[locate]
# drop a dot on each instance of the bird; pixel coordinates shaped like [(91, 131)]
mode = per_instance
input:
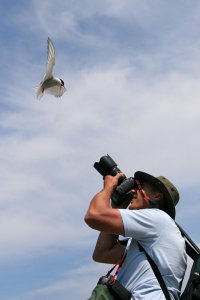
[(50, 84)]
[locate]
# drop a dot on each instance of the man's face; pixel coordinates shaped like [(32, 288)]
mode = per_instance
[(141, 197)]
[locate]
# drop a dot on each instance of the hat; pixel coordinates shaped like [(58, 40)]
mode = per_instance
[(171, 194)]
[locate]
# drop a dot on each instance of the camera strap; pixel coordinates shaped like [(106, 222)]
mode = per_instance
[(157, 273), (118, 265)]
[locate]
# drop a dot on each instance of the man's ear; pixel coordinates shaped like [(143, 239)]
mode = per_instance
[(154, 203)]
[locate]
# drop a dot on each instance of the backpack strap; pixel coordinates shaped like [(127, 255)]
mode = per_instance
[(157, 274), (191, 248)]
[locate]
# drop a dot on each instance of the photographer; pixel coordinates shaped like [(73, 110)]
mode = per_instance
[(149, 221)]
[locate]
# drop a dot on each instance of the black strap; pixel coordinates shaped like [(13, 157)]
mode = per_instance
[(157, 274), (191, 248)]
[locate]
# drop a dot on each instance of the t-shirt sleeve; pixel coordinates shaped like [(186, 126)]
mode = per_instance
[(140, 224)]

========================================

REQUIRED ACTION » If a record contains a picture, leave the picture out and retype everything else exactly.

OUTPUT »
[locate]
# drop a dot on each instance of the bird; pixel coordinates shaped like [(91, 131)]
mode = per_instance
input:
[(50, 84)]
[locate]
# drop a dot on each instance of the man's face; pixel coordinates shaped like [(32, 288)]
mode = per_instance
[(141, 197)]
[locate]
# drop a dot on each instance of the hat; pixel coordinates shaped like [(58, 40)]
mode = per_instance
[(171, 194)]
[locate]
# drop a dot on each instance of the camera strap; pixel coordinates shaped like [(106, 222)]
mode = per_instance
[(157, 273), (118, 265)]
[locate]
# drop a dot on each instance of the man's ear; pixel coordinates shaped like [(143, 239)]
mode = per_instance
[(154, 203)]
[locate]
# drop a dot on each instance of the backpack strap; pixel coordinates shaped like [(127, 255)]
mode = per_instance
[(157, 274), (191, 248)]
[locate]
# drop a dot on each instance of the photographer; pixel coordinates shaped like [(73, 110)]
mode = per_instance
[(149, 221)]
[locate]
# drop a dot on each instance of the black strap; pixel coordinates shaped like [(13, 157)]
mode = per_instance
[(157, 274), (191, 248)]
[locate]
# drop a dot on each instance of the t-shirt sleeve; pixel coordinates shaped like [(186, 126)]
mode = per_instance
[(140, 224)]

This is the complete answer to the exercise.